ACTIVITY: Transcribe the entries below exactly.

TASK MATERIAL:
--

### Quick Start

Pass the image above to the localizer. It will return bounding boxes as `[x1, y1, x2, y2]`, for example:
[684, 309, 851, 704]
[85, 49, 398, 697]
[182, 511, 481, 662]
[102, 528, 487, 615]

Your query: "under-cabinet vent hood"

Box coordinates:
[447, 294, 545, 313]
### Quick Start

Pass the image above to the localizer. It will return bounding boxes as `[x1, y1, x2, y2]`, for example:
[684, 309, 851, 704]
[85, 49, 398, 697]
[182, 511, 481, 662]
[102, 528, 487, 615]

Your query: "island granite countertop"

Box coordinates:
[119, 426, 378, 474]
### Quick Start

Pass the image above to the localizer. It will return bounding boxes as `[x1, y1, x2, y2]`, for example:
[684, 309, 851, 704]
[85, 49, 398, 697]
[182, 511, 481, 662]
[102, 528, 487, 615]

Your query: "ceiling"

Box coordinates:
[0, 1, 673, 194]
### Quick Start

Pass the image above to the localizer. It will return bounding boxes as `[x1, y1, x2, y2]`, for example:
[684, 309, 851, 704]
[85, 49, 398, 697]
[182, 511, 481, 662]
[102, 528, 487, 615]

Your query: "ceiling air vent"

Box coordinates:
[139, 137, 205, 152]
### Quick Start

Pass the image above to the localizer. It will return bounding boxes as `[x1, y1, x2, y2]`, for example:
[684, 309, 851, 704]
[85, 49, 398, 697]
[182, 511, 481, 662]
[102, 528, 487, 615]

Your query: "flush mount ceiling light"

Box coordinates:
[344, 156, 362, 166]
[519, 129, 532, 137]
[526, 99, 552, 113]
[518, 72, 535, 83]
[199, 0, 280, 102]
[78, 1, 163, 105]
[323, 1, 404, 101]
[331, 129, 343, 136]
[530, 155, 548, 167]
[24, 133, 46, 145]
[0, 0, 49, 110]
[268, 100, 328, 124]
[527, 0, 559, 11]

--

RESPONSE AREA:
### Quick Start

Pass the image above to the localizer. It will return bounding boxes as `[x1, y1, x2, y2]`, for example:
[684, 309, 851, 704]
[85, 49, 398, 697]
[182, 511, 481, 662]
[102, 528, 487, 615]

Your query: "under-cabinet vent hood"

Box coordinates:
[447, 294, 545, 313]
### Quick Start

Pass the image above to the localizer. It will return bounding boxes as `[x1, y1, x2, y2]`, for example:
[684, 309, 851, 704]
[85, 49, 398, 697]
[182, 511, 481, 662]
[102, 528, 487, 615]

Your query: "island granite countertop"

Box coordinates:
[119, 426, 378, 474]
### Quick Start

Pass the image above to the localizer. It will return bounding boxes as `[x1, y1, x2, y2]`, for example:
[684, 309, 851, 704]
[85, 49, 398, 697]
[182, 511, 481, 662]
[102, 528, 487, 615]

Your query: "ceiling"

Box coordinates:
[0, 1, 673, 194]
### Quick Start

Pass the image above to the localizer. It will return bounding boxes as `[x1, y1, x2, y2]`, for example:
[684, 309, 851, 704]
[85, 49, 398, 697]
[182, 511, 481, 662]
[102, 528, 487, 615]

Your query: "ceiling air vent"

Box coordinates:
[139, 137, 205, 152]
### Quick Start

Pass the image above to the localizer. It will return bounding boxes as `[x1, y1, x2, y2]`, for example:
[684, 309, 851, 704]
[85, 49, 398, 697]
[182, 511, 481, 662]
[102, 528, 487, 615]

Your query: "flush mount ceiling light"

Box coordinates:
[344, 156, 362, 166]
[519, 129, 532, 137]
[526, 99, 552, 113]
[518, 72, 535, 83]
[199, 0, 280, 102]
[78, 1, 163, 105]
[323, 1, 404, 101]
[331, 129, 343, 136]
[530, 155, 548, 167]
[24, 133, 46, 145]
[0, 0, 49, 110]
[268, 100, 328, 124]
[527, 0, 559, 11]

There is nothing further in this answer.